Task requirements = In the text on the war in Ukraine, what does it say has created a technological parity that neither side can overcome?

Page text =
+ + + + + + +
A newly frozen conflict in Ukraine would reward Russia for new territory taken since Feb. 24, 2022, not only providing additional time to lock in defensive structures, but also to use them as the launching pad for any future invasions (there absolutely would be future invasions). It would also signal to Russia Western weakness, and validate its strategy of attempting to wait the West out.
The current impasse is frustrating, and the changing nature of war is vexing all sides. This was Zaluzhny’s point in his controversial interview and opinion piece—drones, in particular, have created technological parity that neither side can overcome. Deception and surprise have been hallmarks of war since time immemorial. What happens when a drone-saturated battlefield makes that impossible? The side that cracks the code will have the advantage, but there’s nothing in Western weapons stocks that can address that equation. No number of ATACMS or F-16s will allow Ukrainian armored spearheads to punch through Russian lines.
+ + + + + + +
Supplied material =
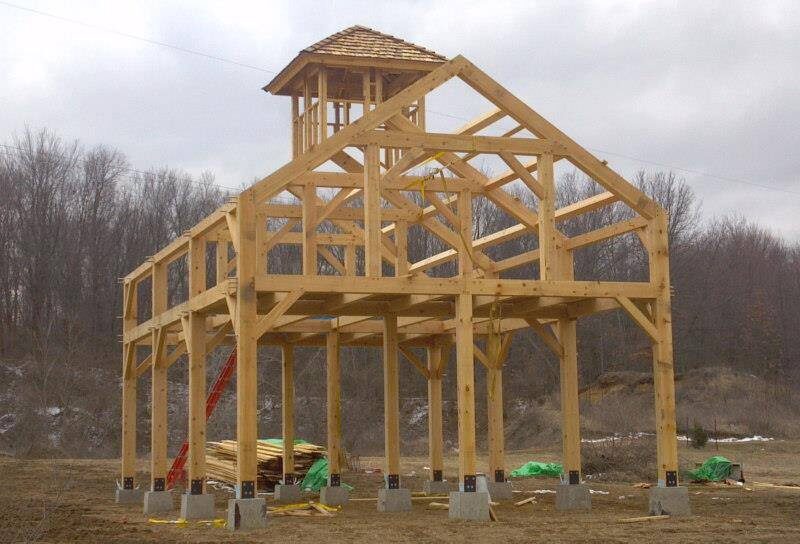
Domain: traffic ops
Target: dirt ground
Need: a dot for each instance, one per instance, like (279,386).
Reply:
(71,500)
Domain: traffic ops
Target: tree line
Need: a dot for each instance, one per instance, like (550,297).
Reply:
(74,220)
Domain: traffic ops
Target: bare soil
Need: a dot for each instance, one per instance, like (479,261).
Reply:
(71,500)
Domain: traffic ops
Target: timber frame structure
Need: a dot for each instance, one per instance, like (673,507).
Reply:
(360,148)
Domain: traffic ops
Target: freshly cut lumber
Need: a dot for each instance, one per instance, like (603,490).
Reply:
(643,518)
(221,461)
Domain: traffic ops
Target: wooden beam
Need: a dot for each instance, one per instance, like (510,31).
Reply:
(334,416)
(372,212)
(268,321)
(639,318)
(391,400)
(570,417)
(540,127)
(432,141)
(494,408)
(158,384)
(663,370)
(465,382)
(247,350)
(435,439)
(287,412)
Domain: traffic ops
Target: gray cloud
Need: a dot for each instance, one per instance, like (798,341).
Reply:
(712,86)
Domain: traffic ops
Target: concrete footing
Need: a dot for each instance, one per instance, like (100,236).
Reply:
(573,497)
(473,505)
(197,506)
(129,496)
(333,496)
(287,493)
(247,514)
(158,501)
(500,491)
(437,488)
(394,500)
(673,501)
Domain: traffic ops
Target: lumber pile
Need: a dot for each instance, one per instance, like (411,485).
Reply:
(221,461)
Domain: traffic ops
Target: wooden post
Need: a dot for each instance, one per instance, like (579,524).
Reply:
(548,235)
(663,371)
(322,103)
(247,350)
(570,417)
(465,377)
(129,382)
(195,337)
(223,238)
(372,211)
(435,440)
(287,420)
(158,412)
(334,419)
(391,401)
(309,229)
(494,405)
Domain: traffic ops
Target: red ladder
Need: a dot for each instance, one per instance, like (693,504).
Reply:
(177,473)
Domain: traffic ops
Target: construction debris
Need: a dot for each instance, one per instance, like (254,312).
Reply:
(303,509)
(643,518)
(221,460)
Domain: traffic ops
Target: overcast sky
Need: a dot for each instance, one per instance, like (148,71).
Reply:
(712,87)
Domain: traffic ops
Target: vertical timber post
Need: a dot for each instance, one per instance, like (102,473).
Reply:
(158,417)
(465,362)
(391,402)
(372,211)
(663,371)
(287,351)
(196,348)
(435,439)
(127,493)
(247,350)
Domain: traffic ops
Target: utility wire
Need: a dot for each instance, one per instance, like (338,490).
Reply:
(129,170)
(442,114)
(134,37)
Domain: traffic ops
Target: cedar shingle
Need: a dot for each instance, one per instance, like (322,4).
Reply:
(360,41)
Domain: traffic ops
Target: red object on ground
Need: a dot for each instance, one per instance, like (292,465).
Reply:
(177,473)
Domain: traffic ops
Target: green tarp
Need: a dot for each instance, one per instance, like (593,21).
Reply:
(535,468)
(317,477)
(714,469)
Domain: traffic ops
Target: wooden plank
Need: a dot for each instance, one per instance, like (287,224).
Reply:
(432,141)
(639,318)
(275,182)
(309,230)
(494,408)
(158,384)
(414,360)
(391,396)
(663,370)
(570,417)
(540,127)
(334,415)
(372,212)
(465,383)
(287,412)
(266,322)
(196,344)
(247,350)
(435,436)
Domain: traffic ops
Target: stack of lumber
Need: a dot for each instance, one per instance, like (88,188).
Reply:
(221,461)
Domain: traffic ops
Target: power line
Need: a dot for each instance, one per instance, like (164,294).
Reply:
(129,170)
(134,37)
(442,114)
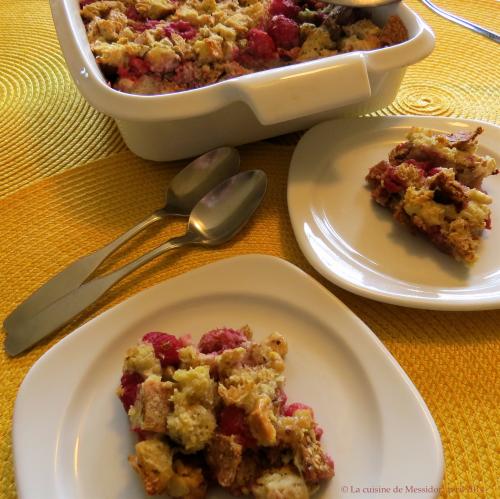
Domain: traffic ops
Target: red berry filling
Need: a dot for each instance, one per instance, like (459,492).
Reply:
(136,68)
(130,387)
(143,26)
(392,182)
(218,340)
(260,44)
(166,347)
(133,14)
(284,31)
(232,421)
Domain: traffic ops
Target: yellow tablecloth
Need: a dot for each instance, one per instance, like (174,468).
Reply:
(68,185)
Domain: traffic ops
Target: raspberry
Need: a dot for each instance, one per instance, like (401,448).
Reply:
(291,409)
(149,24)
(260,44)
(130,386)
(166,347)
(287,8)
(133,14)
(232,421)
(284,31)
(218,340)
(183,28)
(280,400)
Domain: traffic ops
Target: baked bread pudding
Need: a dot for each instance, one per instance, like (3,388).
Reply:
(432,184)
(217,413)
(163,46)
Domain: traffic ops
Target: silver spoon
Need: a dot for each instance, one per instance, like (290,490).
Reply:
(361,3)
(215,219)
(184,191)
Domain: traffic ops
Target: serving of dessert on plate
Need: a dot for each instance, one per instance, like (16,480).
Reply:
(164,46)
(217,413)
(432,183)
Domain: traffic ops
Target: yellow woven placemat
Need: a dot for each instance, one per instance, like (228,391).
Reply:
(52,211)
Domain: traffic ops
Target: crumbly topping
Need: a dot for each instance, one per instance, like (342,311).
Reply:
(163,46)
(218,409)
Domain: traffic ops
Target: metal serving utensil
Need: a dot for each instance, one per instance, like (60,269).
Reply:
(184,191)
(215,219)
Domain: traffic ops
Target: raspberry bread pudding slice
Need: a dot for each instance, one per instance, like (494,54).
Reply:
(432,183)
(216,413)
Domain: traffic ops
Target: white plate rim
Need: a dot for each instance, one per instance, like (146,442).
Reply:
(298,212)
(35,465)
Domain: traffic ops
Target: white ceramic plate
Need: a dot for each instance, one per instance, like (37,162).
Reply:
(356,244)
(71,436)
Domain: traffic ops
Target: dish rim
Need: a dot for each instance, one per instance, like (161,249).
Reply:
(32,478)
(210,98)
(448,303)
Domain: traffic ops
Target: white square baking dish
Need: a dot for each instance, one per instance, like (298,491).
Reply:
(247,108)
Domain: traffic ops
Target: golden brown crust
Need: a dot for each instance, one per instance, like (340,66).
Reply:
(230,406)
(430,183)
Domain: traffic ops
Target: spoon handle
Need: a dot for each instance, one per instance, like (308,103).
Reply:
(73,276)
(22,334)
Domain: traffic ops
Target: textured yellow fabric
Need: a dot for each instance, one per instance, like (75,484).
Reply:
(47,128)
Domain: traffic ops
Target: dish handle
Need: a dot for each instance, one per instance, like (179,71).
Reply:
(305,89)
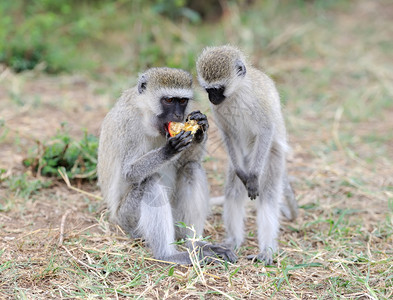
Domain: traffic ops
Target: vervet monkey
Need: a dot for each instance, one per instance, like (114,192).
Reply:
(151,181)
(246,107)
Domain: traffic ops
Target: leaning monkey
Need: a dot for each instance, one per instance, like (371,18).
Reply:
(148,181)
(246,106)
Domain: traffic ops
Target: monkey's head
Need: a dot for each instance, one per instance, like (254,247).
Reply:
(220,71)
(166,92)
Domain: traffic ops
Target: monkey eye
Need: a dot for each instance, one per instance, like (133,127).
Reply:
(183,100)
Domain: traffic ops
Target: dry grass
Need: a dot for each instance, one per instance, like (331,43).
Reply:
(334,73)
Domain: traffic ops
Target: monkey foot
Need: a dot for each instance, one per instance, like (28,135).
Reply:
(264,257)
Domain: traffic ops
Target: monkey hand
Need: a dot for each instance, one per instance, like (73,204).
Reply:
(242,176)
(252,186)
(178,143)
(202,122)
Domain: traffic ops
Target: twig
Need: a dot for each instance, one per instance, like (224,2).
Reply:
(67,181)
(61,238)
(79,261)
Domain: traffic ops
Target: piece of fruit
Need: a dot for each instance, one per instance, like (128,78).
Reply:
(174,128)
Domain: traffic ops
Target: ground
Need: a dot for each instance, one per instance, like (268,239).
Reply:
(337,105)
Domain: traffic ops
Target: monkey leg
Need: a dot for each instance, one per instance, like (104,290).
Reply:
(191,199)
(155,222)
(191,206)
(268,208)
(235,197)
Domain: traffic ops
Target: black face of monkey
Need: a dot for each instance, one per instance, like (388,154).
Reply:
(216,95)
(172,111)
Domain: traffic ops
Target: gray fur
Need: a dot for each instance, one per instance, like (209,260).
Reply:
(254,134)
(146,191)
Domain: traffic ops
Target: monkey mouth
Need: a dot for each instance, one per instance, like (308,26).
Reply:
(216,95)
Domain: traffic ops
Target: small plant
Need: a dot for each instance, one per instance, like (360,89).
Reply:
(24,187)
(78,158)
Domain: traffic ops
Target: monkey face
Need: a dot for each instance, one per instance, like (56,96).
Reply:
(173,110)
(216,95)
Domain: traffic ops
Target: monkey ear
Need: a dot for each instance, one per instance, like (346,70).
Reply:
(142,83)
(240,68)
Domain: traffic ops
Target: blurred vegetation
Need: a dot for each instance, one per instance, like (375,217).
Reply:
(77,158)
(58,36)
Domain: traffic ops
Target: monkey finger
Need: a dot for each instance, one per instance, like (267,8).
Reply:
(198,116)
(183,143)
(204,124)
(183,147)
(190,115)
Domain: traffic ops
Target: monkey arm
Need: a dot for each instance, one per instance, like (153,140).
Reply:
(233,155)
(136,170)
(263,143)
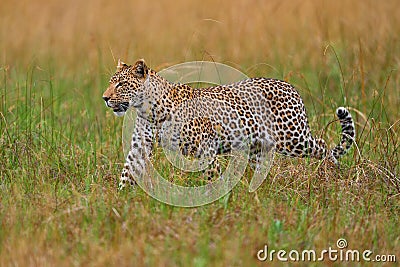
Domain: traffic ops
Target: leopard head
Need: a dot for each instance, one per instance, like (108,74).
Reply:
(126,87)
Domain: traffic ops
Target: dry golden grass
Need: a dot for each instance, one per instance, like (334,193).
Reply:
(61,149)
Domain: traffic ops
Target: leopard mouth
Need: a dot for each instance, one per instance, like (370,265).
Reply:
(121,109)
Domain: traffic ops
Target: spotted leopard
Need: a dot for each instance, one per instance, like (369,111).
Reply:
(266,112)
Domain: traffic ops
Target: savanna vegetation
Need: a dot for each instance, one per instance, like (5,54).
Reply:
(61,148)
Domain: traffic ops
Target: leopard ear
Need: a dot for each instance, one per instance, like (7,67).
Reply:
(140,68)
(121,65)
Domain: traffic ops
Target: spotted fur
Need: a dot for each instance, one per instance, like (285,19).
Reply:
(266,112)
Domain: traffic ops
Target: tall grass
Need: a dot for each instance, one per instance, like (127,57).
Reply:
(61,150)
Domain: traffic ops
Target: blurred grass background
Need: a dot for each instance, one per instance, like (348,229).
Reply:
(61,150)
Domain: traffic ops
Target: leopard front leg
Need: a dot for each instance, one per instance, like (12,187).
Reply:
(141,147)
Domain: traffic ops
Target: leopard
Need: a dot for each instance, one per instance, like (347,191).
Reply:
(266,112)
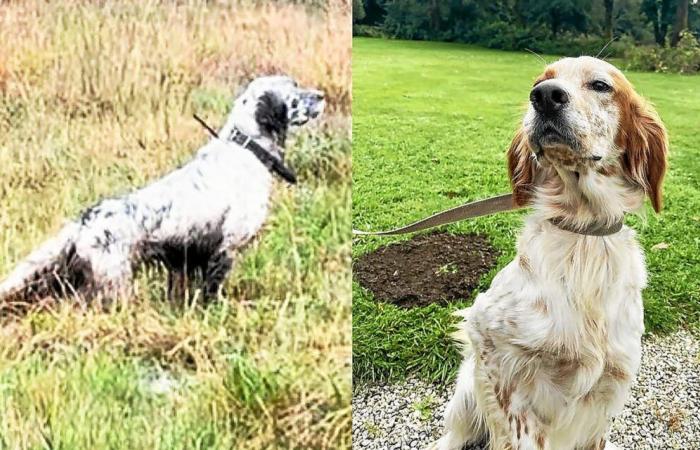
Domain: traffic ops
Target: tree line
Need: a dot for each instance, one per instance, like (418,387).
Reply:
(552,26)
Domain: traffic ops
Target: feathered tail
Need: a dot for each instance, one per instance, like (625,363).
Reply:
(47,271)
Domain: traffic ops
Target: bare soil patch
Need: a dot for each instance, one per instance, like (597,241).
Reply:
(430,268)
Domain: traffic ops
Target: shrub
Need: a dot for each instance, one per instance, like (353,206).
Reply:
(684,58)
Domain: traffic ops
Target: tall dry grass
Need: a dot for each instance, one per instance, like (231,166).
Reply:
(95,99)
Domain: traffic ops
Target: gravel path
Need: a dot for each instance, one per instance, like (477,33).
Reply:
(662,413)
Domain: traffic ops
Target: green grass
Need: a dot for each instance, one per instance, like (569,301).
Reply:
(97,98)
(431,122)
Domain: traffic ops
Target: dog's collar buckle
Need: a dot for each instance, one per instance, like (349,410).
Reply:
(273,164)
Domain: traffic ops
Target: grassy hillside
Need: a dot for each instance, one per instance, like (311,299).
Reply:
(97,98)
(431,122)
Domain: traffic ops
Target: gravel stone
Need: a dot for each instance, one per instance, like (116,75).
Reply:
(662,412)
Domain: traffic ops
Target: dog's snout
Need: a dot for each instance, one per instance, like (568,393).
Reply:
(548,98)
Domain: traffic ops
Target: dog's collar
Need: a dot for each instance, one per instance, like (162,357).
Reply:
(594,229)
(273,164)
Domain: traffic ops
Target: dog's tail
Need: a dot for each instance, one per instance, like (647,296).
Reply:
(47,271)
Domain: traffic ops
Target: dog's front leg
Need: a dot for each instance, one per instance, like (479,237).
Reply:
(217,270)
(464,423)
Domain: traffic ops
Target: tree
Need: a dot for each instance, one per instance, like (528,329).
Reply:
(358,11)
(681,22)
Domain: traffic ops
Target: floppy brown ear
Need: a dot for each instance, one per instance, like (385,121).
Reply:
(521,169)
(645,145)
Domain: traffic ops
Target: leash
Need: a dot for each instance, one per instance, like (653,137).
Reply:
(500,203)
(245,141)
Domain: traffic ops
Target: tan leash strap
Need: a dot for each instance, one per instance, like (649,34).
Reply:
(478,208)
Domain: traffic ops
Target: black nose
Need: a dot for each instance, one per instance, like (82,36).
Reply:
(548,98)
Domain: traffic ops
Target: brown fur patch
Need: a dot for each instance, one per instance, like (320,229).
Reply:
(642,136)
(541,305)
(521,169)
(548,74)
(540,441)
(503,394)
(614,371)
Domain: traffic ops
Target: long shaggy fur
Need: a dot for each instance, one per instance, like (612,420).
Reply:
(189,221)
(552,347)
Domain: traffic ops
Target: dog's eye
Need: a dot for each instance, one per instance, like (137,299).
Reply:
(600,86)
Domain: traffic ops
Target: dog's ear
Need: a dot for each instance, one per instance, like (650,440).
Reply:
(521,169)
(271,116)
(643,139)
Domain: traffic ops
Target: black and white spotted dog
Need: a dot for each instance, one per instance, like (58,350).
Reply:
(190,220)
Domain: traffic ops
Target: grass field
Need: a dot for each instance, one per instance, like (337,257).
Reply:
(431,123)
(97,98)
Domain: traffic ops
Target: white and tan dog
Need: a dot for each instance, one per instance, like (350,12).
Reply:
(551,349)
(190,220)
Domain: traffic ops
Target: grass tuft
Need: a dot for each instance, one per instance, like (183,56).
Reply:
(431,122)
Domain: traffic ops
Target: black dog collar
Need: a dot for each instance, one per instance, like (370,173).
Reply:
(594,229)
(273,164)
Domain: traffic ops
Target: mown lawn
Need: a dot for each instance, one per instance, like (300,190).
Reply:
(431,122)
(96,98)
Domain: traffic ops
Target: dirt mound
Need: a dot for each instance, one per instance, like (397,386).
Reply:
(432,268)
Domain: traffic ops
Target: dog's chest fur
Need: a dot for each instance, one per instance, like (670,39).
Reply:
(218,200)
(563,322)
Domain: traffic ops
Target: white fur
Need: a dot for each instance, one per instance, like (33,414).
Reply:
+ + + + + + +
Complete answer = Drones